Starting with the line that contains "Where can the black belt", write out each line through the end of the listing, unchanged. Output nothing else.

>> Start Rows

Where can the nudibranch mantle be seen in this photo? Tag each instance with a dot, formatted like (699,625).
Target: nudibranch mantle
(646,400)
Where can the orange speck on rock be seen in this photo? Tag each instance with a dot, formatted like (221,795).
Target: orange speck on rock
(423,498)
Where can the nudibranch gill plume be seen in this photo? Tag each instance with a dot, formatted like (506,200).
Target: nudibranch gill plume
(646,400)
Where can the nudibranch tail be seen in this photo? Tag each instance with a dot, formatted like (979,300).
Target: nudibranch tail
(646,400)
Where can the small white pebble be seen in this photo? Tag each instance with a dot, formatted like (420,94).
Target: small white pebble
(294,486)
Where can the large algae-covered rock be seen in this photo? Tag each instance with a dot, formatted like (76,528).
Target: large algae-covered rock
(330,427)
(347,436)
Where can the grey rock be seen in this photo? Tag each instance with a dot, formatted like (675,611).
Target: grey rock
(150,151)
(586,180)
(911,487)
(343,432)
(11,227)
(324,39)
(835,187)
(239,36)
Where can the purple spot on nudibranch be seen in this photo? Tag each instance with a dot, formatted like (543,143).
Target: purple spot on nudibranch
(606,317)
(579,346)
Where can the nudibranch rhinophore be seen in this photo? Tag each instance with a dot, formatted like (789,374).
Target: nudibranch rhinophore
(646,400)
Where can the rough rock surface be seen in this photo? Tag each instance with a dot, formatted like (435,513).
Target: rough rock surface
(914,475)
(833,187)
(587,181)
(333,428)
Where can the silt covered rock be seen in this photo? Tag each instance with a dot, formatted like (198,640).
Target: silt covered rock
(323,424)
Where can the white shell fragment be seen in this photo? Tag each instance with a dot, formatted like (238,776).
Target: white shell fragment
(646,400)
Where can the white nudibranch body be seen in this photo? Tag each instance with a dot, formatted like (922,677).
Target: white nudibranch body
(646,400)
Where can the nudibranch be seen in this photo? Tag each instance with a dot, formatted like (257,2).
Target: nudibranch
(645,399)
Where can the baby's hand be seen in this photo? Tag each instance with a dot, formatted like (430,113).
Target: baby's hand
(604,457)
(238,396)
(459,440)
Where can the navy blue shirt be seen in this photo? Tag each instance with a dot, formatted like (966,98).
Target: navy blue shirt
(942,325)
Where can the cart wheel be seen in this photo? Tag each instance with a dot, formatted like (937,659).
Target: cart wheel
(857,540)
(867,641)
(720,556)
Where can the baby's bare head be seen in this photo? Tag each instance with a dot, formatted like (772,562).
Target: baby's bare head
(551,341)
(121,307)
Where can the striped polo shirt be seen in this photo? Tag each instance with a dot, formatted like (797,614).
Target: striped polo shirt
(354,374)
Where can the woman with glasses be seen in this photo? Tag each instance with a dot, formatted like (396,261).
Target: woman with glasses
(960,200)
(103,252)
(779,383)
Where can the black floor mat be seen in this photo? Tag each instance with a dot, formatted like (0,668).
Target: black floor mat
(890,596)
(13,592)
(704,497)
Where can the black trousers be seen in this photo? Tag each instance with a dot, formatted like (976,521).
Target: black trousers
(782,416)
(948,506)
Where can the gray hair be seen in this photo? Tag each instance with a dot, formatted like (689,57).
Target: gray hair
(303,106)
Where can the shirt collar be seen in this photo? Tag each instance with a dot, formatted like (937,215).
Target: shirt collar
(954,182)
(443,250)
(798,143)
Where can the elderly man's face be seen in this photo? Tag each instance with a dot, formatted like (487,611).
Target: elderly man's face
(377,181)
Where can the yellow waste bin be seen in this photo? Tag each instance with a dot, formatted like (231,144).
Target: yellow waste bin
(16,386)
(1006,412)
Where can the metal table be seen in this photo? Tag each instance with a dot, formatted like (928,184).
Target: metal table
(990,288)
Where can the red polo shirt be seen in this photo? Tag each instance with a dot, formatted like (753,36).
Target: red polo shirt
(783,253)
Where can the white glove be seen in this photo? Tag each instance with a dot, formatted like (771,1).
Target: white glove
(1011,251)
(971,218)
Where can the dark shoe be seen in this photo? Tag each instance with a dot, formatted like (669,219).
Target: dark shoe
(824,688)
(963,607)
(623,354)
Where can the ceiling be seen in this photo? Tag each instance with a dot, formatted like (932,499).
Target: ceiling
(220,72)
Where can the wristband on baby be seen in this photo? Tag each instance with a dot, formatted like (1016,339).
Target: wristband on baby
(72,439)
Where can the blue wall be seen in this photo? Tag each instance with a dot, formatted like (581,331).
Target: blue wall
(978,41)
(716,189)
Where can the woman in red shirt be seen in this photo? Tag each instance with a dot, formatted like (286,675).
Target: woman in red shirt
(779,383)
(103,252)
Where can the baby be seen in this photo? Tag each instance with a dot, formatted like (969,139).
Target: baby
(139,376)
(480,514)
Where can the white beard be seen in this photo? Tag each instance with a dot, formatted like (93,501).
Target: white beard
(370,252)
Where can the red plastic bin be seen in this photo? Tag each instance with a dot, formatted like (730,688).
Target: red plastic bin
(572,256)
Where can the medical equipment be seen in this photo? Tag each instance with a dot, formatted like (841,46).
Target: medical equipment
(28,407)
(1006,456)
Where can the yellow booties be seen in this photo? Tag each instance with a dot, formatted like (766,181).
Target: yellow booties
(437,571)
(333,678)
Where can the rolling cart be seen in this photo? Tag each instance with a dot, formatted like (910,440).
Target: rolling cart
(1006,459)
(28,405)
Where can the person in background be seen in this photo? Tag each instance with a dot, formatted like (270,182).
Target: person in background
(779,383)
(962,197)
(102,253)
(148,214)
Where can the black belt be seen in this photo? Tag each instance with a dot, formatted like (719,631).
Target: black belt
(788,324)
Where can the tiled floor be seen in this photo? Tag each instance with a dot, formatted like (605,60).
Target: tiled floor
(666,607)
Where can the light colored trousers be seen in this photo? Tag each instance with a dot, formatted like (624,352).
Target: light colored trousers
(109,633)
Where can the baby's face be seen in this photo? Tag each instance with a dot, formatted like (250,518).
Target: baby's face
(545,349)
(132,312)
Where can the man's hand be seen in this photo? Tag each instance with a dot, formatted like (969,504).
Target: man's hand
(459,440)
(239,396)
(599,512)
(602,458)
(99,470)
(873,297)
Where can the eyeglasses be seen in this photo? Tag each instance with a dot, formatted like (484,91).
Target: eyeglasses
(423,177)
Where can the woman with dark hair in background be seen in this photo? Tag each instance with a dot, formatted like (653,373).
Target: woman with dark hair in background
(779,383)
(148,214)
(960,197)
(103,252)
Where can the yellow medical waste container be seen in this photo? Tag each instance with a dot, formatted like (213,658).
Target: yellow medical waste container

>> End Rows

**Answer to this problem:**
Where can the black belt be seen in this photo? Tag each instance with a dot, formatted like (719,631).
Target: black belt
(788,324)
Where can the tiled floor be seen in this photo? Tag each instance with a dot, formatted like (605,60).
Target: tiled floor
(666,607)
Where can the light colored trousers be seen in this photo? Tag each instance with a dot, formatted like (624,352).
Target: light colored trousers
(109,633)
Where can the baby's face be seen in this photo? Tag each instance with a dot, formatted like (250,518).
Target: baby's face
(545,349)
(132,312)
Where can the man's hand be seen in this photo? Tag each instance with a dot, formatted like (969,504).
Target: man's hand
(459,440)
(239,396)
(599,512)
(602,458)
(99,470)
(873,297)
Where can the eyeglasses be seen in this photo? Tag each instance with a dot, formatted like (484,91).
Target: eyeglasses
(423,177)
Where can the woman with dark hair in background be seen in this photo? Tag each instance with a dot, formatted like (653,373).
Target: woman with dark hair in background
(779,383)
(148,214)
(960,197)
(103,252)
Where can the yellow medical waste container be seen in this photo? Tag each instance with a dot, formatted like (213,658).
Target: yellow medical waste container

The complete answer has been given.